EXERCISE DETAILS: Search the records that follow and extract every line containing the string "shrub".

THE INPUT:
——
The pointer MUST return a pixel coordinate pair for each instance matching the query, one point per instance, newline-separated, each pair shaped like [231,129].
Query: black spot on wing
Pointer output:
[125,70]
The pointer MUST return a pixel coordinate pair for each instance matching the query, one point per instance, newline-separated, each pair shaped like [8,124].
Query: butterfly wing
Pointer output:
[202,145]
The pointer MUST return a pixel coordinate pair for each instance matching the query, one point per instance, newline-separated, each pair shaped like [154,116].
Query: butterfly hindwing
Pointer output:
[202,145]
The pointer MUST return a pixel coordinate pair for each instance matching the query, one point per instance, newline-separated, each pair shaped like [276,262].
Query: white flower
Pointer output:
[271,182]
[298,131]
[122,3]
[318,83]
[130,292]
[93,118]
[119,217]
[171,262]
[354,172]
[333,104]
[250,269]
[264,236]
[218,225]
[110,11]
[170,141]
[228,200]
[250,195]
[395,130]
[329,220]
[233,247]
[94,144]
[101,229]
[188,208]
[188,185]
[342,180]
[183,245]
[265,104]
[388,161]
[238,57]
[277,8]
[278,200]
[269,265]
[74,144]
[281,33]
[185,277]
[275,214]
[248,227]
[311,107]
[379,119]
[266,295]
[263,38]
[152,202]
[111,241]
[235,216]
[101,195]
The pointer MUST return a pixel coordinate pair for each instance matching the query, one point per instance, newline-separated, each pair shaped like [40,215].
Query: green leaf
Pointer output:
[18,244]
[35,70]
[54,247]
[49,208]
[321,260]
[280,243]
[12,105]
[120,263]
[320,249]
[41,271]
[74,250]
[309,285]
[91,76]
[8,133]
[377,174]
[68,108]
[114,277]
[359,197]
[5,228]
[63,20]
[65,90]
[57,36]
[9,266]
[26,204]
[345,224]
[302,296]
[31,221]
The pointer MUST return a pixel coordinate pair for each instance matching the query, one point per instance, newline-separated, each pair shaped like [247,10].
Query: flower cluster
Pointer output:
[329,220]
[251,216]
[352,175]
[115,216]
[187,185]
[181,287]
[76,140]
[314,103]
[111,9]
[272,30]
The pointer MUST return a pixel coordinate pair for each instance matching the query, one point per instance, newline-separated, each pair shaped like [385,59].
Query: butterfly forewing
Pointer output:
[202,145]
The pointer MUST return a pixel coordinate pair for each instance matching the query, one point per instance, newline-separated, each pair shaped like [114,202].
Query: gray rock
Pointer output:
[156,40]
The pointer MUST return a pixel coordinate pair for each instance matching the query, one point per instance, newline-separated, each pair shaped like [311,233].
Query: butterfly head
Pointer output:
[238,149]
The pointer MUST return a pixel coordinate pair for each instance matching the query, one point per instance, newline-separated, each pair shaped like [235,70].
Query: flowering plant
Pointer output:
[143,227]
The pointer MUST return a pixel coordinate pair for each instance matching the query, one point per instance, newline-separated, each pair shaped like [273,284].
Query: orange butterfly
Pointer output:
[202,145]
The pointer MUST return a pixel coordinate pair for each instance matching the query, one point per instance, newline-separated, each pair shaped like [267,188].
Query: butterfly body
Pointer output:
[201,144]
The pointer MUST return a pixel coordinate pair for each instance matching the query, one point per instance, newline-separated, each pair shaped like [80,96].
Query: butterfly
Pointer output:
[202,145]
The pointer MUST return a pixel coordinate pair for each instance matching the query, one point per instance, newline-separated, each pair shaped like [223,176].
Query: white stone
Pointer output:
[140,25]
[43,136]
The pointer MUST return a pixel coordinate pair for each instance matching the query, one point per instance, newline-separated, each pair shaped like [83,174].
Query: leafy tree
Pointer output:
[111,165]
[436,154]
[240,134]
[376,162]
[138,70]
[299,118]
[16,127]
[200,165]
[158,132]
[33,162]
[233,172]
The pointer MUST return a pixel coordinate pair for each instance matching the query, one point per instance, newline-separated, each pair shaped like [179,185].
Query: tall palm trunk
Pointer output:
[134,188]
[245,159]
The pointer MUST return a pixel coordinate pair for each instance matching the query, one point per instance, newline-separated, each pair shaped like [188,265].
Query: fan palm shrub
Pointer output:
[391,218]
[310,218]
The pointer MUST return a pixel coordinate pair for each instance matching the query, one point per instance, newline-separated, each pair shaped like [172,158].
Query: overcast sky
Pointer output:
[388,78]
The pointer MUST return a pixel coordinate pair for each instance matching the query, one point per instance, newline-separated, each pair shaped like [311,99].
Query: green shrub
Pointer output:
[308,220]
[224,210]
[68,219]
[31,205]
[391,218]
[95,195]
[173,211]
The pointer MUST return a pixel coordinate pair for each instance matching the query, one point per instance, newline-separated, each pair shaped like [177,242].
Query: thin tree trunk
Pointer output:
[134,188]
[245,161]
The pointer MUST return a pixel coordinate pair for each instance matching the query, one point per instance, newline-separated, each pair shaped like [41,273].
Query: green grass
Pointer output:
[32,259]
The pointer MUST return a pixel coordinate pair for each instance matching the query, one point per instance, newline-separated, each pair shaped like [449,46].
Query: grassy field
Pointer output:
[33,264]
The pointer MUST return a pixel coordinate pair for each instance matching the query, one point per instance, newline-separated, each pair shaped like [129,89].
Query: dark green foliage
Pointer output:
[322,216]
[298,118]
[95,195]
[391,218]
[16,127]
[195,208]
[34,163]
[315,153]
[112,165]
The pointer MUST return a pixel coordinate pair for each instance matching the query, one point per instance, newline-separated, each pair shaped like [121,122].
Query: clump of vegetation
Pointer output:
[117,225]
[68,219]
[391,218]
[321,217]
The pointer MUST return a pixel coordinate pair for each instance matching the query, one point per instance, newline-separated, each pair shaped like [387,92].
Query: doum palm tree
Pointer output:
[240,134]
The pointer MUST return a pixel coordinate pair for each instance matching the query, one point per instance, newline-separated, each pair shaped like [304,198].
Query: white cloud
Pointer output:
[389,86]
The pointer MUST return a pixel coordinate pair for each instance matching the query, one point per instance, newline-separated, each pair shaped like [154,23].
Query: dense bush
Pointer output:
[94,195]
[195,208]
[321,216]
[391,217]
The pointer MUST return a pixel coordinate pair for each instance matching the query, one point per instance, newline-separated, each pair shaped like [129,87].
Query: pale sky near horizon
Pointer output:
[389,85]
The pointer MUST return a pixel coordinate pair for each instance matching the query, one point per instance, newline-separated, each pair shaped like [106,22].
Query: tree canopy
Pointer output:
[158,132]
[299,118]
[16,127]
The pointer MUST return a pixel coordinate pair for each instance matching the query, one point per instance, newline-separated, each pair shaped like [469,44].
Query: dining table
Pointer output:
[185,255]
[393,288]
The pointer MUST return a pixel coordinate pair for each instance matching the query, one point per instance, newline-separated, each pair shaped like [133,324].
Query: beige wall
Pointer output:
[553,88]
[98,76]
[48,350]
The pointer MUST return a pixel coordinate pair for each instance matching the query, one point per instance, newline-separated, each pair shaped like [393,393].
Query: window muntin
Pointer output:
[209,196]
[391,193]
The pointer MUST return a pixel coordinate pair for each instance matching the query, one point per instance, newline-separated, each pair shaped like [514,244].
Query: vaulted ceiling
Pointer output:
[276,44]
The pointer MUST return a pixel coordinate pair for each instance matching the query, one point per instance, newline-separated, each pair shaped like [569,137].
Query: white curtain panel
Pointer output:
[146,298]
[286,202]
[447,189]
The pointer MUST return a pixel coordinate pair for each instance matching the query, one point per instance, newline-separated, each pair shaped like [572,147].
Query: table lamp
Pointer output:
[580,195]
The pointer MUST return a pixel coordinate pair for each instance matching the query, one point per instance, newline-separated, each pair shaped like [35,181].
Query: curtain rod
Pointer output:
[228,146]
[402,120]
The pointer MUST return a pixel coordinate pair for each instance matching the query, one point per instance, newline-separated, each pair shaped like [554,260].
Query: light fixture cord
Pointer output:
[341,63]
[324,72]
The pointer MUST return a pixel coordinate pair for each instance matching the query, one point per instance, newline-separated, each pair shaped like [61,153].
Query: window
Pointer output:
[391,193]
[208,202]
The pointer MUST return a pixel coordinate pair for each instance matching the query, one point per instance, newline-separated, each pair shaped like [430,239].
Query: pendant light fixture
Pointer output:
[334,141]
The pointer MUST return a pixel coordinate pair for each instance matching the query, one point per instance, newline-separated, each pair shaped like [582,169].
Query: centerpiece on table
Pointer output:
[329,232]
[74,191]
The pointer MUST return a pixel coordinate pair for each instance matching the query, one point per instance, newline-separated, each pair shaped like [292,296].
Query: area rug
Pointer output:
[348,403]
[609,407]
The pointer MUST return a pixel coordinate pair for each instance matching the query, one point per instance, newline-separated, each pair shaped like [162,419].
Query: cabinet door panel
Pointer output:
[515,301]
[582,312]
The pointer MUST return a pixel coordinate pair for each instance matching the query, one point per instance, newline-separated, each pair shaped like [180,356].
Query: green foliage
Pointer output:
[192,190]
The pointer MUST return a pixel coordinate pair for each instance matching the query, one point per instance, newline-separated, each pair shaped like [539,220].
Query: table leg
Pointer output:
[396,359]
——
FINAL ANSWER:
Query: fan palm shrub
Query: green shrub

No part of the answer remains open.